Did you know?
The AAP (American Academy of Pediatrics) recommends that kids engage in open-ended play for at least 60 minutes every day. Regardless, playtime has been shrinking: kids often spend more time in front of screens and routinely spend much less time playing outside than experts recommend.
In case the benefits of active play aren’t obvious, consider this:
-The most rapid period of a child’s brain development occurs from birth to the age of three. Using play to explore objects and physical spaces helps stimulate brain development by allowing kids to process new sights and sounds. Furthermore, when kids are faced with a novel problem during play, their reasoning and judgment, as well as their ability to discover a solution, is put to the test.
-Play is also an especially important component of children’s development of communication and literacy skills. Listening, observing, and noticing subtle clues in the process of play helps improve their communication and vocabulary.
-Creative and open-ended play encourages kids to explore new possibilities and think outside the box. Most CEO’s name innovation and creativity as the most important skill set for successfully running companies and navigating an increasingly challenging business environment.
-Play provides kids with an emotional outlet through which they can express and process their feelings – not to mention that is helps them achieve a sense of accomplishment and satisfaction, building their overall confidence as well as self perception.

--------------------------------

# [Tasks]
- a) Write out the passage on children's play word for word, starting at "-Play is also" and ending at "as self perception.".
- b) According to the passage on children's play, how much open-ended play does the AAP recommend kids get each day?
The data that follows comes from a different source than the passage on children's play.

--------------------------------

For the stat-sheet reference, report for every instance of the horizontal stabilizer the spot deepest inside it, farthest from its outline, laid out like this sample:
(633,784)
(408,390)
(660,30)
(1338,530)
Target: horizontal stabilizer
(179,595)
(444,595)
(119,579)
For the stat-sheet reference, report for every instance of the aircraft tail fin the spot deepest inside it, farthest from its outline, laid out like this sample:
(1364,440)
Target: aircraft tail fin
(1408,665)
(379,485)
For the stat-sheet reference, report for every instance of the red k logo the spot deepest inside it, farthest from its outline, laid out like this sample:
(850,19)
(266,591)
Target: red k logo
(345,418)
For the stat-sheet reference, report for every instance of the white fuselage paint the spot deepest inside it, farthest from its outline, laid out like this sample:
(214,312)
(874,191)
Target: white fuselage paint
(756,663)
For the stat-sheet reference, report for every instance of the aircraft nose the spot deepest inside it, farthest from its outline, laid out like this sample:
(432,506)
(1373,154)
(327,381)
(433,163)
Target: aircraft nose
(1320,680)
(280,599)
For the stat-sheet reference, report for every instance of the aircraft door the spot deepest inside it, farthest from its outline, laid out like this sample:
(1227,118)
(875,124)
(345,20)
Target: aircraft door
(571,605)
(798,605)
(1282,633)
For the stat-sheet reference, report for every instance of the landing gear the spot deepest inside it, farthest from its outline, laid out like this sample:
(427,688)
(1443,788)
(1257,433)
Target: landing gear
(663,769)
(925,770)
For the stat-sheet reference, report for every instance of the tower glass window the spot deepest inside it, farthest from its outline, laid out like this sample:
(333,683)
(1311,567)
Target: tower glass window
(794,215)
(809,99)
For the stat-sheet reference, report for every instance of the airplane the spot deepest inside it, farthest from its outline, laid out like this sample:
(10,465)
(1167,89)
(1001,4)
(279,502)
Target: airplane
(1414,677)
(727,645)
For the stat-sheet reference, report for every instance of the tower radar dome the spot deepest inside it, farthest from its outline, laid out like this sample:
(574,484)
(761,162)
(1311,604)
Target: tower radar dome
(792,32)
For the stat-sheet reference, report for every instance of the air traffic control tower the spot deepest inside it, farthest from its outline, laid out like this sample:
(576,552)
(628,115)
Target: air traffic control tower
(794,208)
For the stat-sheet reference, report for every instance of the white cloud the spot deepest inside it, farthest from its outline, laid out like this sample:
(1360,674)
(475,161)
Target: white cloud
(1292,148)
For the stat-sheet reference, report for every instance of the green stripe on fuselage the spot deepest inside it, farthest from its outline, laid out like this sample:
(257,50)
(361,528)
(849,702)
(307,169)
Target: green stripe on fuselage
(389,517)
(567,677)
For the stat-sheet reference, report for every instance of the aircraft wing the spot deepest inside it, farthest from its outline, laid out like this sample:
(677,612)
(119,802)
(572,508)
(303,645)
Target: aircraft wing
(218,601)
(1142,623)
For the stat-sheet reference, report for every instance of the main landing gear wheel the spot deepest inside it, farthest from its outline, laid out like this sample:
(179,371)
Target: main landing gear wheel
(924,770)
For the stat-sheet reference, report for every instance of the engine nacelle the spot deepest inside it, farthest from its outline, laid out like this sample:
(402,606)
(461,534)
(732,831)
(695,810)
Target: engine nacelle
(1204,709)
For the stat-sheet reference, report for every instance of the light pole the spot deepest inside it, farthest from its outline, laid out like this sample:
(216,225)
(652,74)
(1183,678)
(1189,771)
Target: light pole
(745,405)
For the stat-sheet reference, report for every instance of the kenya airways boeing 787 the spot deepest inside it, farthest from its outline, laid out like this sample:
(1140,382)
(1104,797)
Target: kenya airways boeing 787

--------------------------------

# [Responses by task]
- a)
-Play is also an especially important component of children’s development of communication and literacy skills. Listening, observing, and noticing subtle clues in the process of play helps improve their communication and vocabulary.
-Creative and open-ended play encourages kids to explore new possibilities and think outside the box. Most CEO’s name innovation and creativity as the most important skill set for successfully running companies and navigating an increasingly challenging business environment.
-Play provides kids with an emotional outlet through which they can express and process their feelings – not to mention that is helps them achieve a sense of accomplishment and satisfaction, building their overall confidence as well as self perception.

- b) At least 60 minutes every day.